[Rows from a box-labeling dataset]
####

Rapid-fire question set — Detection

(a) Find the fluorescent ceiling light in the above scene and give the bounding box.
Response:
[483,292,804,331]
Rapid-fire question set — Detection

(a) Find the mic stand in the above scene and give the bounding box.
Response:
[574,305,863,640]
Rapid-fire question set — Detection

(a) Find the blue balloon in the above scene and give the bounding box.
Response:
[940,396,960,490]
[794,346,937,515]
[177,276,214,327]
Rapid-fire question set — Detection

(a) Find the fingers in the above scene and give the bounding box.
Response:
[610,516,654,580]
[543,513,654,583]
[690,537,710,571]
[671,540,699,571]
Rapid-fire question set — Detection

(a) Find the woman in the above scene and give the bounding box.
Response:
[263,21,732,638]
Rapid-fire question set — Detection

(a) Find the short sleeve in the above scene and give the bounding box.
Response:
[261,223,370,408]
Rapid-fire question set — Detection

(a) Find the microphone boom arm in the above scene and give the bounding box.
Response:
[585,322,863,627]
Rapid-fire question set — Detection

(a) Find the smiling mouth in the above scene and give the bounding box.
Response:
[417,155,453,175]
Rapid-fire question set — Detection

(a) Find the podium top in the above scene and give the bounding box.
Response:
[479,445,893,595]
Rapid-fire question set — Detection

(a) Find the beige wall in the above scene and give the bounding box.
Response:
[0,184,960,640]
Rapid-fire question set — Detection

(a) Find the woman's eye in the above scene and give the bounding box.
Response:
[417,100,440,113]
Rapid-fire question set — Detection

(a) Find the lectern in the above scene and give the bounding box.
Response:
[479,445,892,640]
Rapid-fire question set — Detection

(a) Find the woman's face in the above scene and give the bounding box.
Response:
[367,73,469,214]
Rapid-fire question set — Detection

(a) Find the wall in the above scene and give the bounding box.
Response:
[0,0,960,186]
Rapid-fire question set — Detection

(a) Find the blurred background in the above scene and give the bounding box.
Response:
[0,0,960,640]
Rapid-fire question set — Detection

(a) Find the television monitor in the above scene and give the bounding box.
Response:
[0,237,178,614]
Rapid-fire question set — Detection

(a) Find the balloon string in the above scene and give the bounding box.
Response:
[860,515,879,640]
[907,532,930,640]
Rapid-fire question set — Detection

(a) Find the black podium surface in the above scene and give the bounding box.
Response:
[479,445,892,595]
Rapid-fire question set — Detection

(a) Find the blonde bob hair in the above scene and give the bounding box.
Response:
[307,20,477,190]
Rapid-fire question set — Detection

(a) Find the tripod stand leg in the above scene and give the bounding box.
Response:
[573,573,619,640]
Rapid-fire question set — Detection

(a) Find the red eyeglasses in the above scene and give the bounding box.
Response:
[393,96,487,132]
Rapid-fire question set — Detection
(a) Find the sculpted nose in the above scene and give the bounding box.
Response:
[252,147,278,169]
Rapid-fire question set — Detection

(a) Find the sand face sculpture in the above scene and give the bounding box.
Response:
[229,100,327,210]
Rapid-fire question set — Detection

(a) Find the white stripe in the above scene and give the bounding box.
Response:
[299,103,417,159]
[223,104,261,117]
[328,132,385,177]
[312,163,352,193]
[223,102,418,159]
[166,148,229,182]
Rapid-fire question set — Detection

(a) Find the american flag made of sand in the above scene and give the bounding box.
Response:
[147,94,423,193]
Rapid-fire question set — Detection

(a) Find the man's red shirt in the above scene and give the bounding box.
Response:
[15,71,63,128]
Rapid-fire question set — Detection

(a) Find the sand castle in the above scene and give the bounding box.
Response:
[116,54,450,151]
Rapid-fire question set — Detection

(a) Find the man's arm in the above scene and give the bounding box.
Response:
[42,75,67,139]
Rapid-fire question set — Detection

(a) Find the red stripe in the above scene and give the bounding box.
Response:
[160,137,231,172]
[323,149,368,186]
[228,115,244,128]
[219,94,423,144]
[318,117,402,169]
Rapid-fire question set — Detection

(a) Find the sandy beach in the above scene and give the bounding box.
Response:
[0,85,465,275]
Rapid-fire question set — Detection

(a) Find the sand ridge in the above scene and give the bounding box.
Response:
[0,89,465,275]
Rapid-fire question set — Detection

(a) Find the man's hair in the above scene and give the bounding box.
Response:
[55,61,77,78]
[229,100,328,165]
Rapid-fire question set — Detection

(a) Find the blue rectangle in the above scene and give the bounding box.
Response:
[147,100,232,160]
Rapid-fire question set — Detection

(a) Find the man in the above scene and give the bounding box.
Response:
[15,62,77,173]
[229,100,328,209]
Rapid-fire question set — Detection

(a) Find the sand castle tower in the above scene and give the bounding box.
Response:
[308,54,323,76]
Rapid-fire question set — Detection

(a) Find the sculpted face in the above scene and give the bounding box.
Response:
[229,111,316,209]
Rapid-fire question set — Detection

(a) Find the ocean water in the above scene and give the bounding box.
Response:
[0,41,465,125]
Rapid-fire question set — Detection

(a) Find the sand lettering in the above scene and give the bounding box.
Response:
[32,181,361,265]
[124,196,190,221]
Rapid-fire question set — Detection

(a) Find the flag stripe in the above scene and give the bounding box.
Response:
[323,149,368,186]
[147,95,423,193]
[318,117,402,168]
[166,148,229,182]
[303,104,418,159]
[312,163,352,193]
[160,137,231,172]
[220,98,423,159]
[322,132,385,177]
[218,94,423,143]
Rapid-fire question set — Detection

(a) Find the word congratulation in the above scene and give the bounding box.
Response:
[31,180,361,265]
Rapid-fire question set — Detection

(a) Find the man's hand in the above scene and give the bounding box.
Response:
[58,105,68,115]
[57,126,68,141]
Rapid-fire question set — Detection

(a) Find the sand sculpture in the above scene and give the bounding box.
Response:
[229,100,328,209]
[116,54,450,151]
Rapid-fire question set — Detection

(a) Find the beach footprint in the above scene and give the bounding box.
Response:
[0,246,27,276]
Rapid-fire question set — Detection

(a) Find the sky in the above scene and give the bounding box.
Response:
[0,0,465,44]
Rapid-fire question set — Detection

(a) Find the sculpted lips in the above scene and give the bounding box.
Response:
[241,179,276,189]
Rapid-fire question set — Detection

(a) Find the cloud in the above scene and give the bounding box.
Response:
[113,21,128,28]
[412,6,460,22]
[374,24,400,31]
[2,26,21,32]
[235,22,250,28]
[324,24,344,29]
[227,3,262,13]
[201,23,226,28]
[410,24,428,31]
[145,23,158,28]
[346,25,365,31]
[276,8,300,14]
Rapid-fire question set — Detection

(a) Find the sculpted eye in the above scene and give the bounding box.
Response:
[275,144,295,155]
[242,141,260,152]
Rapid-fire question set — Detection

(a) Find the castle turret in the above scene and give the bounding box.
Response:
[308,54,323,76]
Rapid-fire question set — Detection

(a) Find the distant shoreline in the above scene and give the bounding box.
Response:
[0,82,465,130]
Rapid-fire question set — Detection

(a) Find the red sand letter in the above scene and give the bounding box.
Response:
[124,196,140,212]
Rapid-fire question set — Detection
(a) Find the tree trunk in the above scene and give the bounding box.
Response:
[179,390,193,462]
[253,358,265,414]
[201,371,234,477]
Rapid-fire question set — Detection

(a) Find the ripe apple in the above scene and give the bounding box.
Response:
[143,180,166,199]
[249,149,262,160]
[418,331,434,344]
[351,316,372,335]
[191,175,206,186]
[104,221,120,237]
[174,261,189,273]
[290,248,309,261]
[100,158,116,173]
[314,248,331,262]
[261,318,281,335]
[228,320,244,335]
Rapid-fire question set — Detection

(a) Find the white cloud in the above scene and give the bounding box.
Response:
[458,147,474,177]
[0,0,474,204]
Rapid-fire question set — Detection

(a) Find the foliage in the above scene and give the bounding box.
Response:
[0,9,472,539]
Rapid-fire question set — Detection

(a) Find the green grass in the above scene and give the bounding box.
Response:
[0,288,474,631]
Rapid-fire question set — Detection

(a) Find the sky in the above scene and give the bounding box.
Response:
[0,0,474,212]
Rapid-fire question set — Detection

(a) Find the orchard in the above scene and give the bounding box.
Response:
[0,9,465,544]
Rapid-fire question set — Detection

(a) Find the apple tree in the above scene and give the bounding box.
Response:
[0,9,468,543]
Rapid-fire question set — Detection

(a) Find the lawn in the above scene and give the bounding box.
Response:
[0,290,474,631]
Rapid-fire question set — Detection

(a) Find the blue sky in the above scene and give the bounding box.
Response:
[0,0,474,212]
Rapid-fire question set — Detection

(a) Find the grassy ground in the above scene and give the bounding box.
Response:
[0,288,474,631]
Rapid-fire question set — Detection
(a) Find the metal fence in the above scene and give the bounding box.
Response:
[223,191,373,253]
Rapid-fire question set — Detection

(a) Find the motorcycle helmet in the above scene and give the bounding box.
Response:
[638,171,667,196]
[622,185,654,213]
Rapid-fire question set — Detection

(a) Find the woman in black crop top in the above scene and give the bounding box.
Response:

####

Find every line in the records above that contains the string "woman", matching case exactly, and copy each of those lines.

→ **Exercise solution**:
(a) Find the woman in the above scene and give the bounding box.
(a) Find the woman's eye in the above scene and give the bounding box.
(a) Find the woman's face in the above scene and give the bounding box.
(a) Find the woman in black crop top in the above scene and give the bounding box.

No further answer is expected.